TEXT PASSAGE

_ _ _ _ _ _ _

Beloved Leader <
Kim_J...@volcanomail.com> wrote:
> First of all, is this the right forum? If there's an automotive
> electronics forum, then I apologize for this post, and I'll ask over
> there.
news:rec.autos.tech , but I haven't checked it in quite a while, so I
don't know if it's any good. There might be a Saturn forum on a web
site or something.
> I would only use this once or twice a year. Right now, I go to the
> AutoZone, where they come out and run the scan with some Actron
> scanner for free.
You might ask if they will rent a scanner like they rent other tools -
basically you put the purchase price down as a deposit, take it home
for a day or two, and then return it in the same condition as you got it
for a 100% refund. (Some other auto parts stores do this too.) Even if
you buy a scanner outright later, this might let you play with a couple
of different ones before you do.
> I have laptops and desktops that run on Win XP and up.
For retrieving and clearing codes, I have always run my scanners with
Windows, either 98, 2000, or XP. I've never tried running one on any
flavor of Mac, or on a phone.
> I have a 1989 Oldsmobile Custom Cruiser. It has OBD I, so it might not
> be possible to get software that works with that, at least not easily.
I think a GM of that vintage will still have the "jump two pins in the
ALDL connector to blink the Check Engine light" interface, and the scan
tools of the day didn't give you a bunch more information than the light
codes did, but I could be wrong. An alternative would be to prowl Ebay,
Craigslist, etc for the original GM scan tool for it. I *think* the GM
tool was/is named a "Tech 2", or possibly some other number than 2.

_ _ _ _ _ _ _

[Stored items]
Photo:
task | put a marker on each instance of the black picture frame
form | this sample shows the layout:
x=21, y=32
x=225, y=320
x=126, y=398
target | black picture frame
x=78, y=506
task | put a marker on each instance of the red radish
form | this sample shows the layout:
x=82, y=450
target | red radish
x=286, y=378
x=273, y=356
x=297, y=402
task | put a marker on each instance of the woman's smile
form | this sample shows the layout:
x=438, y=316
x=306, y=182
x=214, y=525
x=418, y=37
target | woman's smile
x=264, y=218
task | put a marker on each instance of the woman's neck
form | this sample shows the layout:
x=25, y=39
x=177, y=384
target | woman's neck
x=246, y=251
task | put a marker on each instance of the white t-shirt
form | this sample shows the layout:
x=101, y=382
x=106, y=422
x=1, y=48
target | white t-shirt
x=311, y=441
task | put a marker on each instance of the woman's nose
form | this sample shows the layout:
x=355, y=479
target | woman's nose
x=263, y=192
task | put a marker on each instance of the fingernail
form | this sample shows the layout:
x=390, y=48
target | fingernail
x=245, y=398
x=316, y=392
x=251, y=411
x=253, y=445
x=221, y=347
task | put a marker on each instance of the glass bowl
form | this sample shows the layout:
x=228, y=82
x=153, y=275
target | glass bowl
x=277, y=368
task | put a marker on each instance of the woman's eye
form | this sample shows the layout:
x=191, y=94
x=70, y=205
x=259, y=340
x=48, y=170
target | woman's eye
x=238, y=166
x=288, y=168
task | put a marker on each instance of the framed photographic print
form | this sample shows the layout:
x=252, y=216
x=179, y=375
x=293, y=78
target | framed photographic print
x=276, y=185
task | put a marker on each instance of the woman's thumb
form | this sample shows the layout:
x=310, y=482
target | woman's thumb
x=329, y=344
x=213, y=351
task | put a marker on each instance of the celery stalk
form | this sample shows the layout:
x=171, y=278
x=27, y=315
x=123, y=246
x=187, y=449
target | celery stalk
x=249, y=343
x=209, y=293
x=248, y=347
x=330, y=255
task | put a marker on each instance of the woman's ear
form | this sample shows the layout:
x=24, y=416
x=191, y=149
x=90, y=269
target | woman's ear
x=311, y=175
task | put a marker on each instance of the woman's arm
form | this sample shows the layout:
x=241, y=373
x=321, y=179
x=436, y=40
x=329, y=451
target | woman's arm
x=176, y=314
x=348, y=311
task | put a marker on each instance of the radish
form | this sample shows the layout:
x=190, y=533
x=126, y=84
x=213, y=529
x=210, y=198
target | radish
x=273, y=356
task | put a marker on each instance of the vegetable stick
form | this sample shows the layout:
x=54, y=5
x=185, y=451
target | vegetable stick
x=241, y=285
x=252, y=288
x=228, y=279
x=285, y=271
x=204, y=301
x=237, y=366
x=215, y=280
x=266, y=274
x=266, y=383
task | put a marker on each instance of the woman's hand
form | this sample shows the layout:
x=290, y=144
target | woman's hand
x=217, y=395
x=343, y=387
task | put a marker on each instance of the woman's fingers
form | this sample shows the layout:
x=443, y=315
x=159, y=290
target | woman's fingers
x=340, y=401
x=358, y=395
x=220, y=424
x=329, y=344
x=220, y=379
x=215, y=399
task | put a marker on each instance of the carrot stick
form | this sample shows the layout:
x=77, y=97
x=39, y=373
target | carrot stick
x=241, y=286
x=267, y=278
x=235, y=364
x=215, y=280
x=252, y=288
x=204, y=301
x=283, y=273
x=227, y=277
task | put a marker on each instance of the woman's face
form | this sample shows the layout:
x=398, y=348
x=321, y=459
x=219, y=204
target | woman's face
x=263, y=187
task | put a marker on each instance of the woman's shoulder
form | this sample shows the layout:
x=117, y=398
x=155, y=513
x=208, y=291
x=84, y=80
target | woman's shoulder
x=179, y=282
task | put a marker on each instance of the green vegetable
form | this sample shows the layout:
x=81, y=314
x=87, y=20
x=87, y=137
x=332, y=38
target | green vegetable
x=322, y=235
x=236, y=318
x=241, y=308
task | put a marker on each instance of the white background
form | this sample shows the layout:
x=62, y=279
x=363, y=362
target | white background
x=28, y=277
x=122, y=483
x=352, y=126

_ _ _ _ _ _ _

LIST OF TASKS
A) Can you write out the stretch of the post about car diagnostic scanners from "You might ask" through "before you do."?
B) How would the post about car diagnostic scanners go on after its final sentence? Write its next part.

TASK-BY-TASK ANSWERS
A)
You might ask if they will rent a scanner like they rent other tools -
basically you put the purchase price down as a deposit, take it home
for a day or two, and then return it in the same condition as you got it
for a 100% refund. (Some other auto parts stores do this too.) Even if
you buy a scanner outright later, this might let you play with a couple
of different ones before you do.

B)
> My mom's car is a 2000 Saturn wagon, and it runs on OBD II.
> What software or scanner do you have?
I have a couple of older RS-232 products from
http://www.obdscan.net/ .
The first one (bought around 2001 or 2002) came as a kit and had some of
the thinnest traces I've ever seen on a PC board, but it did work when I
soldered it together. It was able to successfully talk to my '01
Toyota, as well as a '96 Suzuki. It could only speak the protocol that
Japanese cars of that era used (ISO-9141, I *think*) so it couldn't talk
to American vehicles of similar vintages.
After three or four years, that one died, and I bought the then-current
version from the same vendor. It came assembled and could speak all
three of the then-current protocols. It could talk to the same two cars
as above, plus I'm pretty sure I used it on an early-00's Chevy and it
worked as well. It could not talk to an '05 Chevy that used CAN, the
latest protocol. I still use this one once or twice a year.
I can't remember which one it was, but the RS-232-side protocol was
documented for one of these. I wrote my own software (under DOS (!)) to
read a few values and after a little experimentation I got it to work.
The provided software, at least for the ones I have, is a Visual Basic
extravaganza. It can read data, read trouble codes, and clear trouble
codes, but don't push it harder than that. I have no experience with
the software they ship with newer tools.
I had trouble with a download from the Web site once, so I emailed the
company and got a prompt reply with working zip file attached. (As far
as I can tell, it's a one-man band.)
> What do you wish you had bought instead?
Sometimes I think it would be nice to have a self-contained tool, rather
than one that plugs into a PC/laptop... if a laptop is not available,
sometimes it is challenging to get a desktop PC close enough to the car.
I don't really use it enough for that to be an issue, though.
> What would you buy for your next device or software?
I'd talk to the independent mechanic that I take my Toyota to and see
what he uses, if it's not the Toyota dealership tool. I'd also check
with some enthusiast forums to see what they like.
Make sure to get one that speaks all the protocols. From '95 until
about '04 or so, I think there were three (ISO-9141, VPW, PWM), and
then in about '04 or '05, CAN was added.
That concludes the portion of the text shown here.